Moreover, to use the cascode amplifier 50 in a differential sense amplifier, the cascode amplifier 50 must be able to accommodate an input signal that can be at one of the two levels of signals that a bit line from a memory cell can provide. If the two levels of the input signal provided by a bit line fall in the attenuation or voltage following ranges of operation of the cascode amplifier 50, signified by the first segment 54 and the third segment 58, then no amplification of the input signal V.sub.in will occur. If, however, the two signal levels fall within the amplification range of operation of the cascode amplifier 50 signified by the second or transition segment 56, then the cascode amplifier 50 will produce an output signal V.sub.out that is an amplified version of the input signal V.sub.in.
Even though the difference between the two levels of signal provided by the bit line of a memory cell is relatively small, the difference may be large enough that the input signal V.sub.in to a cascode amplifier 50 will not fall within the relatively narrow amplifying range of the cascode amplifier 50. Consequently, the amplifying range of the cascode amplifier 50 must be adjusted to track or follow the input signal V.sub.in as it transitions between the two levels provided by the memory cell. Adjustment of the range of input signal V.sub.in for which the cascode amplifier 50 will provide an amplified output signal is dependent upon the value of V.sub.ref. Stated another way, changing the value of V.sub.ref changes the range of input signal V.sub.in that the cascode amplifier will amplify. The effect of changing V.sub.ref from the value of V.sub.ref associated with the transfer curve 58 is illustrated in FIG. 3C. Transfer curve 58' shows the effect of decreasing V.sub.ref from the value of V.sub.ref that exhibited transfer curve 58. Similarly, transfer curve 58" illustrates the effect of increasing the value of V.sub.ref from the value of V.sub.ref that exhibited transfer curve 58.

* _DIRECTIVE 1_:
Reproduce the lines of the records starting at the line that contains "Instruction set for this micro-task: find red" and ending at the end of the records, both ends included.

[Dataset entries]

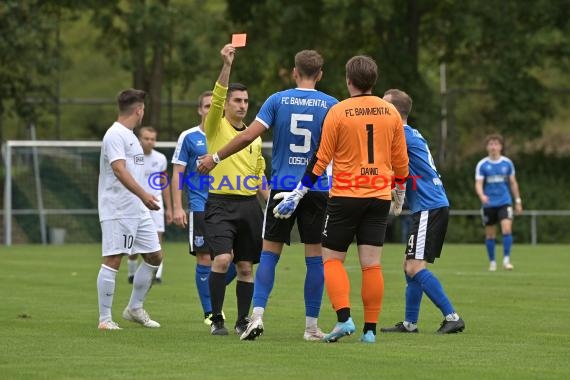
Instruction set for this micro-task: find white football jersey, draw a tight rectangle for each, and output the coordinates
[98,122,150,221]
[142,149,168,199]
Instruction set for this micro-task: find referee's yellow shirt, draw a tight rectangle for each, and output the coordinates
[204,83,266,195]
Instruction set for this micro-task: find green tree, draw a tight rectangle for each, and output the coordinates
[89,0,224,131]
[0,0,58,137]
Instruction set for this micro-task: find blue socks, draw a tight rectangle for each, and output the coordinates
[413,269,454,316]
[195,263,237,315]
[196,264,212,314]
[503,234,513,257]
[226,263,237,286]
[305,256,325,318]
[253,251,280,308]
[404,272,424,323]
[485,239,495,261]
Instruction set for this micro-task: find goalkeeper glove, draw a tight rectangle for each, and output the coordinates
[273,182,309,219]
[390,185,406,216]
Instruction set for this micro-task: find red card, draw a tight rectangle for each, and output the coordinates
[232,33,247,47]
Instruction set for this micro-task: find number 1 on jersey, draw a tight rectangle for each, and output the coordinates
[366,124,374,164]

* _DIRECTIVE 2_:
For each statement below, say yes or no according to the excerpt on the cascode amplifier, and quote the deciding words of the excerpt.
(a) Changing the value of V.sub.ref changes the range of input signal the cascode amplifier will amplify.
(b) Transfer curve 58' shows the effect of increasing V.sub.ref.
(c) If the two input signal levels fall in the voltage following range, the input signal is amplified.

* _TASK OUTPUT 1_:
Instruction set for this micro-task: find red card, draw a tight rectangle for each, and output the coordinates
[232,33,247,47]
Instruction set for this micro-task: find number 1 on jersey, draw a tight rectangle for each, and output the coordinates
[366,124,374,164]

* _TASK OUTPUT 2_:
(a) Yes: "changing the value of V.sub.ref changes the range of input signal V.sub.in that the cascode amplifier will amplify"
(b) No: "Transfer curve 58' shows the effect of decreasing V.sub.ref from the value of V.sub.ref that exhibited transfer curve 58"
(c) No: "fall in the attenuation or voltage following ranges of operation of the cascode amplifier 50" and "then no amplification of the input signal V.sub.in will occur"